- Aim of the task: Can you reproduce the text on DeCelles and Feinberg, starting at "There are three" and ending at "letting them die.", substituting "severely deformed" for "radically deformed" throughout?

- Text:
-=-=-=-=-

There are three things wrong with DeCelles' comment. (i) DeCelles claims that for Feinberg this would not be infanticide. This is not true. Feinberg clearly calls it infanticide. (ii) DeCelles refers to "extremely incapacitated" infants. These are not the kinds of infants Feinberg has in mind. He has in mind "radically deformed" infants. There is a big difference between being incapacitated and being deformed. (iii) Feinberg does not talk of killing some radically deformed infants, but of letting them die.

DeCelles is using the language of rights in such a way that persons and only persons have rights. Since his interest is to protect fetuses from being aborted, he can envision no way to protect them except by insisting that most of them are moral persons. But this is not the only way to protect fetuses. Another way, the one advocated by Feinberg, is to protect them on utilitarian grounds. The Supreme Court in the Roe vs Wade (1973) ruling adopted this very line of reasoning by indicating that a state may have an interest in the preservation of potential life. For example, such an interest was present in Rumania. Rumania wanted to increase its population. However, I don't believe that any country should have such an interest in view of the present world overpopulation.

DUTIES AND RIGHTS

In trying to determine who is a moral person, it has been assumed by both Feinberg and DeCelles that moral persons are those which have duties and/or rights. This formula needs clarification. We need to clarify the logic of 'duties' and 'rights'. And we should distinguish between prudential, legal, and moral duties and rights. For example, because there is a distinction between moral rights and legal rights, the two may not coincide, and their non-coincidence is often a reason for social reform. Historically, being a person did not automatically have an associated moral or legal right. Thus slaves, women, and foreigners have in various times and places been denied specific moral and legal rights.

-=-=-=-=-

- Material provided:
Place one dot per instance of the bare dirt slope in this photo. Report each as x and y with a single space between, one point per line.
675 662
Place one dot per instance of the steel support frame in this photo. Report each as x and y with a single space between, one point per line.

-=-=-=-=-

- Task result:
There are three things wrong with DeCelles' comment. (i) DeCelles claims that for Feinberg this would not be infanticide. This is not true. Feinberg clearly calls it infanticide. (ii) DeCelles refers to "extremely incapacitated" infants. These are not the kinds of infants Feinberg has in mind. He has in mind "severely deformed" infants. There is a big difference between being incapacitated and being deformed. (iii) Feinberg does not talk of killing some severely deformed infants, but of letting them die.